EXERCISE REQUIREMENTS: Show each line of the listing below that contains the word "marking".

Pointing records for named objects
↓↓↓
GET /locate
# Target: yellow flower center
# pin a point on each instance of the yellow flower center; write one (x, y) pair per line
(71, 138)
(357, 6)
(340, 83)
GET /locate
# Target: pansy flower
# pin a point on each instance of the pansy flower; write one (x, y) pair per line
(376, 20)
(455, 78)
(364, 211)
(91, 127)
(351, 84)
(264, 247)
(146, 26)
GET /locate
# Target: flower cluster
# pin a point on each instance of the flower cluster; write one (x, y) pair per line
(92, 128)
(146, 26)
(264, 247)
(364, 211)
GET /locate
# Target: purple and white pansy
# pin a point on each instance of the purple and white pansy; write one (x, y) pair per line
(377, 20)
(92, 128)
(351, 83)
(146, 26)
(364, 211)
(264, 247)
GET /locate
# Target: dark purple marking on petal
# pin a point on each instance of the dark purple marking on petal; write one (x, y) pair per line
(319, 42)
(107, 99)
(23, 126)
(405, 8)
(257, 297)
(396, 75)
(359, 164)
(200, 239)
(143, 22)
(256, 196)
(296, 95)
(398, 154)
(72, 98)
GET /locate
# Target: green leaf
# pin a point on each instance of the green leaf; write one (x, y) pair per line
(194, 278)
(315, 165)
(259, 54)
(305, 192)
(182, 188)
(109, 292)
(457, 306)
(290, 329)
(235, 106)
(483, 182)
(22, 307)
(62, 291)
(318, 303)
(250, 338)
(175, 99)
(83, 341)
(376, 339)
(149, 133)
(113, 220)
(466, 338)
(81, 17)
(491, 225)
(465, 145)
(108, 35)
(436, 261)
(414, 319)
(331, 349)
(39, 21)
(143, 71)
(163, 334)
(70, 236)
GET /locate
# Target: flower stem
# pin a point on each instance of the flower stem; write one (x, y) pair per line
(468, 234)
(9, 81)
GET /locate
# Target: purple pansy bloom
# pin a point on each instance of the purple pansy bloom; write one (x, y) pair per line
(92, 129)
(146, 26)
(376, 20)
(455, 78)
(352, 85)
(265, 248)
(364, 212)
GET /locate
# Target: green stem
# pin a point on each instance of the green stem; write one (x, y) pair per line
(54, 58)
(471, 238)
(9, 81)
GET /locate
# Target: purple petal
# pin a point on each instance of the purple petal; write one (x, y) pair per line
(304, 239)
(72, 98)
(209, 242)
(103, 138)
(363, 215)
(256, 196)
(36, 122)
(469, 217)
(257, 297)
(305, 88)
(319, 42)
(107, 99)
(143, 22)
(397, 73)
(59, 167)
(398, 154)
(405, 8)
↑↑↑
SOLUTION FOR THIS TASK:
# Target: dark purple marking on petal
# pin a point on each instance of the dark purple marking on petal; write one (x, y) pair per line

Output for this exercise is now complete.